- [GIVEN EXERCISE] Carry on the mini-lesson about differentiable functions, starting right after its final sentence.

- [SELECTED TEXT]
# Differentiable

In this mini-lesson, we will explore the world of differentiable functions. We will try answering questions like what is the meaning of differentiable, how to use derivative rules to find the function is differentiable, understand the importance of limits in derivative, and discover other interesting aspects of it. You can check out the interactive simulation to know more about the lesson and try your hand at solving a few interesting interactive questions at the end of the page.

You can think of the derivative of a function as its slope, just like mountains have a slope!

The slope of a mountain shows its steepness.

Similarly, the slope of a function tells us how steep it is at those points.

In this short lesson, we will learn about differentiable functions.

So, let's start!

## What Is Meant by Differentiable?

### Differentiable Meaning

A function is said to be differentiable if the derivative of the function exists at all points in its domain.

Particularly, if a function $$f(x)$$ is differentiable at $$x=a$$, then $$f'(a)$$ exists in the domain.

- [EXTRACTED ENTRIES]

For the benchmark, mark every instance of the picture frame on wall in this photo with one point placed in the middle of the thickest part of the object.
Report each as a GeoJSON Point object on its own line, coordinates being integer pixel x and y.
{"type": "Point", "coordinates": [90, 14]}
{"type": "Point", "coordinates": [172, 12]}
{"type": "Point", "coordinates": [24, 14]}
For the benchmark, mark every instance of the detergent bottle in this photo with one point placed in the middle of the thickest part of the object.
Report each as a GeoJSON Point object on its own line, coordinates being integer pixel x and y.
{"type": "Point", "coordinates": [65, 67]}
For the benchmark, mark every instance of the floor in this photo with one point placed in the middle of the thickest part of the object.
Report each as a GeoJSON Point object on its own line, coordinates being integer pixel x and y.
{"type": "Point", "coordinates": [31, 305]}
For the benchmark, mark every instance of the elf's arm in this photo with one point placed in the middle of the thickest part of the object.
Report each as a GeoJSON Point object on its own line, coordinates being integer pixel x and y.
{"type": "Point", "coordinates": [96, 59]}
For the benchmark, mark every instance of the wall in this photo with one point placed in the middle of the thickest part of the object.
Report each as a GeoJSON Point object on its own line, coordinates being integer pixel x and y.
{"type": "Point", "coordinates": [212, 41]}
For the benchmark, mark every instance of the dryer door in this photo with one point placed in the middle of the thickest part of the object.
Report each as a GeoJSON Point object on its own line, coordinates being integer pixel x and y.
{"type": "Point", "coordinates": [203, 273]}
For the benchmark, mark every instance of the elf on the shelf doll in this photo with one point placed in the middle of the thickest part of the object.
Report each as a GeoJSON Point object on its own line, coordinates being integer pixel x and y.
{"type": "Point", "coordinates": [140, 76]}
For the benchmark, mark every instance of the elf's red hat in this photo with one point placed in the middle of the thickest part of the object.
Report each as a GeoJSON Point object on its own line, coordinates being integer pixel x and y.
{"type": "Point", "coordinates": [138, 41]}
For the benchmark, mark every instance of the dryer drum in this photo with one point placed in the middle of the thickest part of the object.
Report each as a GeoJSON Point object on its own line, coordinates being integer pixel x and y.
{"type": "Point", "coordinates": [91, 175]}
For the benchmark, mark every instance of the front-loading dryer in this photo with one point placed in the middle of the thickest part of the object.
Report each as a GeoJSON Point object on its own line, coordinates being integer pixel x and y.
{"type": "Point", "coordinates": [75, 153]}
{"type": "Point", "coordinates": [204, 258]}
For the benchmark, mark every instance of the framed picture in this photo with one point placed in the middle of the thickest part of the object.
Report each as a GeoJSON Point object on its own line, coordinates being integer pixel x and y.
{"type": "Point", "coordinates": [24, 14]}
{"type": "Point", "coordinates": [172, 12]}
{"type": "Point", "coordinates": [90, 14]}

- [EXPECTED ANSWER]
Examples

The following table shows the list of some functions that are differentiable in $$\mathbb{R}$$.

Functions Examples
Polynomial functions $$f_{1}(x)=x^2+1$$, $$f_{2}(x)=x^3-x-9$$, $$f_{3}(x)=x^{100}$$
Transcendental functions $$f_{1}(x)=\cos{x}$$, $$f_{2}(x)=\sin{x}$$, $$f_{3}(x)=e^x$$

## How To Use Derivative Rules To Find Function Is Differentiable?

### Differentiability Formulas

Here are some derivative rules used to find the derivatives of a function.

 $(f \pm g)'=f' \pm g'$
 $(f g)'=f' g+f g'$
 $\left(\dfrac{f}{g}\right)'=\dfrac{f' g-f g'}{g^2}$

Example

Let's use the differentiability formulas to find the derivative of the function $$f(x)=(2x+1)^3$$.

\begin{align}\dfrac{df}{dx}&=\dfrac{d}{dx}(2x+1)^3\\&=\dfrac{d}{dx}(8x^3+12x^2+6x+1)\\&=24x^2+24x+6\\&=6(2x+1)^2\end{align}

## Why Limit Is Important to Know If the Function Is Differentiable Or Not?

Do you know there is an alternative way to determine if a function $$f(x)$$ is differentiable using the limits?

A function $$f(x)$$ is differentiable at the point $$x=a$$ if the following limit exists.

 $\lim_{h\rightarrow 0}\dfrac{f(c+h)-f(c)}{h}$

Example

Consider the absolute value function given by $$f(x)=|x|$$.

The graph of the function is shown below.

We will determine if this function is differentiable at $$c=0$$ or not.

Let's find the limit \begin{align}\lim_{h\rightarrow 0}\dfrac{f(c+h)-f(c)}{h}\end{align}.

\begin{align}\lim_{h\rightarrow 0}\dfrac{f(c+h)-f(c)}{h}&=\lim_{h\rightarrow 0}\dfrac{f(0+h)-f(0)}{h}\\&=\lim_{h\rightarrow 0}\dfrac{|h|-|0|}{h}\\&=\lim_{h\rightarrow 0}\dfrac{|h|}{h}\end{align}

What happens when $$h$$ approaches 0 from left?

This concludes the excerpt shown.